Exercise goal:
Copy out every line of the data below between the lines holding "Q: Point to the glass" and "x=171, y=516", inclusive. Multiply each answer coordinate by 1.25 and round it to a whole number, with halves going up, and leave every other number as it stands.

Start Record excerpts

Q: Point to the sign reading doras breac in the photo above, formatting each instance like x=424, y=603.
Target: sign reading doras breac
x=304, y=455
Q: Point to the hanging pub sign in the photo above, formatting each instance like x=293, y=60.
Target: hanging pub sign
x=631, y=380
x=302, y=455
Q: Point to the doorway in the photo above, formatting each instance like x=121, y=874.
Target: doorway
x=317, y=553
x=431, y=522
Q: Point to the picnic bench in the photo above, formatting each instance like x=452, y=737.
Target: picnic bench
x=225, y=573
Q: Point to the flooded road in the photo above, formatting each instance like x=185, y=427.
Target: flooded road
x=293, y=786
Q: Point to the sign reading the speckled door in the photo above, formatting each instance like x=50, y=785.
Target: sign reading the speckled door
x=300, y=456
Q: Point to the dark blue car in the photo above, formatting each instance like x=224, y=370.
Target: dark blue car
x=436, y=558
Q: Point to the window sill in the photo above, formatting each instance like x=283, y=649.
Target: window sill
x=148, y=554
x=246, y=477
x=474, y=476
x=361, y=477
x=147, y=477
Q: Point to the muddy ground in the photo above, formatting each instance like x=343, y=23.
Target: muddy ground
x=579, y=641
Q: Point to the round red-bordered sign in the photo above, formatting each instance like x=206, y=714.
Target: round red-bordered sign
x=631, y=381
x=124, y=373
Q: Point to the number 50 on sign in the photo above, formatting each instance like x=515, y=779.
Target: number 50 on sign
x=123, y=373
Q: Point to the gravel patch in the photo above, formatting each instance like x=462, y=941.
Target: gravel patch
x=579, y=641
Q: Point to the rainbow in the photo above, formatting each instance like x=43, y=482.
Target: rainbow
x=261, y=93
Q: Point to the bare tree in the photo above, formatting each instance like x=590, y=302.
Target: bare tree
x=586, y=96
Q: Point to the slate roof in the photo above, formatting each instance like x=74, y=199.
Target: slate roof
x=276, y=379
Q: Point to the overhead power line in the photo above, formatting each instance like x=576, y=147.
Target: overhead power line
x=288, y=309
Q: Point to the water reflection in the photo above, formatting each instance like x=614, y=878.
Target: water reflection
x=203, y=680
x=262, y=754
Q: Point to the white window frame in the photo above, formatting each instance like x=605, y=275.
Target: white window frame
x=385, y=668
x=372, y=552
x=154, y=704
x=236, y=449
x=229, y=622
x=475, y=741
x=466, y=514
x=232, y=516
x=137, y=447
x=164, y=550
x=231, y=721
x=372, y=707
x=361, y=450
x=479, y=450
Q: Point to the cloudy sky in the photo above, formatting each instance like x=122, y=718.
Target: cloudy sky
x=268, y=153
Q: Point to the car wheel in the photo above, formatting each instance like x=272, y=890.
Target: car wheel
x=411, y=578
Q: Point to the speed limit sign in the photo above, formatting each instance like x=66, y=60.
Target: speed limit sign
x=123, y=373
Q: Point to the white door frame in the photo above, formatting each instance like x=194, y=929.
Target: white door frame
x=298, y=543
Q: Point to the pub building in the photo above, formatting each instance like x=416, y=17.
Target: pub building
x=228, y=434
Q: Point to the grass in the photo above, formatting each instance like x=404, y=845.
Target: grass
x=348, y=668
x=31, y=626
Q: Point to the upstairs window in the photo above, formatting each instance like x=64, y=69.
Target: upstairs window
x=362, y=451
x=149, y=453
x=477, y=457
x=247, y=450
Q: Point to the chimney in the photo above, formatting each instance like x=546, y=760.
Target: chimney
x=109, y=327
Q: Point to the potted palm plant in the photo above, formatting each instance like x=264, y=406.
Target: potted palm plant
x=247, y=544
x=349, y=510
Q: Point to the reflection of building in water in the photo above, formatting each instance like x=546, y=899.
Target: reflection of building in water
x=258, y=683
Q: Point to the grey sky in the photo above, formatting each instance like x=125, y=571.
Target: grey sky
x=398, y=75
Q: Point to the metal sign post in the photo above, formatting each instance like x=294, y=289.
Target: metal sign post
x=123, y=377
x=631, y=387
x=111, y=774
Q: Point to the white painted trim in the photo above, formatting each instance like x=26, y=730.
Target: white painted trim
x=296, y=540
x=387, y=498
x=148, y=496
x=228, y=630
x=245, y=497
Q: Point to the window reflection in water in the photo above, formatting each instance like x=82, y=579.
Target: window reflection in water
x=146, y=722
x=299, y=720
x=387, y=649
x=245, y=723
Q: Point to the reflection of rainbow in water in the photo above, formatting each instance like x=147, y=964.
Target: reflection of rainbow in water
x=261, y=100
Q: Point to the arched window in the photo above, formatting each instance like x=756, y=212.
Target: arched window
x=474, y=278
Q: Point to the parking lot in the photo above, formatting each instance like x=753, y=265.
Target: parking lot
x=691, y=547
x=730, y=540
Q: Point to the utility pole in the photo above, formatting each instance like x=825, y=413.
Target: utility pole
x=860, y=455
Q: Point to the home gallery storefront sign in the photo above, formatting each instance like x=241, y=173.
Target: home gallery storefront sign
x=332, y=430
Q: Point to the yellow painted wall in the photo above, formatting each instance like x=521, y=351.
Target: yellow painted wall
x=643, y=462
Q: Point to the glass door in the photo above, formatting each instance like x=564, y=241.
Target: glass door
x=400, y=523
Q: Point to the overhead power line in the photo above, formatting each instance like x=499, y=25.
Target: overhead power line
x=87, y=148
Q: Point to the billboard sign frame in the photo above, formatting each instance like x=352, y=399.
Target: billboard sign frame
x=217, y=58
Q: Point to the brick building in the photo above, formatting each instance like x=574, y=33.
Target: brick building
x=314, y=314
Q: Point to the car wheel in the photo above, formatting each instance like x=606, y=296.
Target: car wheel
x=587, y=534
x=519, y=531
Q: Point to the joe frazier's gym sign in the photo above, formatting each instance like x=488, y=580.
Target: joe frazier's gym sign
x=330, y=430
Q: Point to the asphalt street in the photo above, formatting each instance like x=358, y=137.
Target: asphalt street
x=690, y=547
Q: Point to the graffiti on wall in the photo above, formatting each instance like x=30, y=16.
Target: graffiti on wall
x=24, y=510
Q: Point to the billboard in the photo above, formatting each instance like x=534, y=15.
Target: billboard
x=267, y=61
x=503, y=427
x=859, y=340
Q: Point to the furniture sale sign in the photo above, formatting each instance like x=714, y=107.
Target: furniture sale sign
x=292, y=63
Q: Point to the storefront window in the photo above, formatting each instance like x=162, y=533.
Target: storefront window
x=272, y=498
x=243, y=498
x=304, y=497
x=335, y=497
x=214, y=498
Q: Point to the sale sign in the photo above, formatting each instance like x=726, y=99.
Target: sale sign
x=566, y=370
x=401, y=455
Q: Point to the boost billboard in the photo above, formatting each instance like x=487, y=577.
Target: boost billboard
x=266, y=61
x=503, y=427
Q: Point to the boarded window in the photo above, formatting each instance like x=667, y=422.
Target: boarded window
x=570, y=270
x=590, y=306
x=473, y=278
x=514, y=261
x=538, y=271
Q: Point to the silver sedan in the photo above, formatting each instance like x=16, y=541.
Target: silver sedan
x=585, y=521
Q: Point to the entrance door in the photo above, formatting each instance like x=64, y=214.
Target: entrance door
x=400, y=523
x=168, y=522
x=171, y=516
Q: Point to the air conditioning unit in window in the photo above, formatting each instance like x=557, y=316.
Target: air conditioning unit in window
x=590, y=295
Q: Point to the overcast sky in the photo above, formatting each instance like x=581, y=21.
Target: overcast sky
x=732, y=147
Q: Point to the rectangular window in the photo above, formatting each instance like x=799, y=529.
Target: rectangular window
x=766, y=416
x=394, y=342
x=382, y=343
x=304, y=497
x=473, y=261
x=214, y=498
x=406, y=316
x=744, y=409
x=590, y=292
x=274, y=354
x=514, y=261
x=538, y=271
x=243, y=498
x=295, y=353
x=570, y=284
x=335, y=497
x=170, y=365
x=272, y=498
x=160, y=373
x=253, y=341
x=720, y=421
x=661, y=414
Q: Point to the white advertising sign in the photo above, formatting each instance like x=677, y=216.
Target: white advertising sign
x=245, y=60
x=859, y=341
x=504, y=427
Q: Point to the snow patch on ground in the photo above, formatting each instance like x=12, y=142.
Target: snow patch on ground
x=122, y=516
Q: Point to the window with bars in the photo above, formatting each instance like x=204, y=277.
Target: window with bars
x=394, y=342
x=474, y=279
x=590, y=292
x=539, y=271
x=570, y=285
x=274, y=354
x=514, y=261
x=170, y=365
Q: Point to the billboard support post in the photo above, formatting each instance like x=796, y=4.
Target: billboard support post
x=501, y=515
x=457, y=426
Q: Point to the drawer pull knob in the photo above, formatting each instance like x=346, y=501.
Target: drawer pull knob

End Record excerpts

Complete output:
Q: Point to the glass door in the photo above, formatting each instance like x=564, y=241.
Target: glass door
x=500, y=654
Q: Point to the overhead power line in the photo above, formatting each instance like x=499, y=25.
Target: overhead power line
x=109, y=185
Q: Point to the billboard sign frame in the photo above, formatting each instance like x=352, y=399.
Target: billboard sign frame
x=271, y=73
Q: Point to the brick building in the photo above, formatting each instance like x=574, y=33.
Target: brick building
x=393, y=393
Q: Point to the car wheel in the photo above, formatting each instance like x=606, y=296.
Target: car wheel
x=734, y=668
x=649, y=664
Q: Point to the joe frazier's gym sign in the photo above, formatting each instance like x=488, y=580.
Target: joe frazier's gym sign
x=413, y=538
Q: Point to the asphalt street in the photo above, formatting each instance like x=358, y=137.
Target: asphalt street
x=863, y=684
Q: Point to the graffiti on wall in the photo above, formatting each instance like x=30, y=16.
Target: graffiti on wall
x=30, y=638
Q: Point to the billboard in the photo above, formatting each instance like x=534, y=15.
Target: billboard
x=334, y=76
x=629, y=534
x=1074, y=425
Q: Point to the furniture sale sign in the photo above, formatting each instance like x=714, y=107.
Target: furniture sale sign
x=365, y=79
Q: Point to the storefront window in the photo above, formatting each instance like x=162, y=533.
Target: storefront window
x=340, y=623
x=304, y=623
x=380, y=621
x=419, y=621
x=268, y=623
Q: Point to the sale sign in the photo above, formatting each instance like x=726, y=99.
Target: sale sign
x=708, y=463
x=501, y=569
Q: Point to the boost billboard in the photo above, formatting each instance like x=487, y=577.
Target: boost billboard
x=333, y=76
x=629, y=534
Q: Point to the boarded window in the photo above, formatting each instance like x=667, y=422.
Target: boarded window
x=713, y=338
x=738, y=383
x=591, y=348
x=643, y=326
x=673, y=339
Q: Point to the silver sedan in the photo above, formatting each instance like x=16, y=541.
Target: silver sedan
x=731, y=651
Q: Point to the entrance door in the photo above, formatting each instance like x=64, y=214.
Target: entrance door
x=500, y=654
x=210, y=653
x=214, y=645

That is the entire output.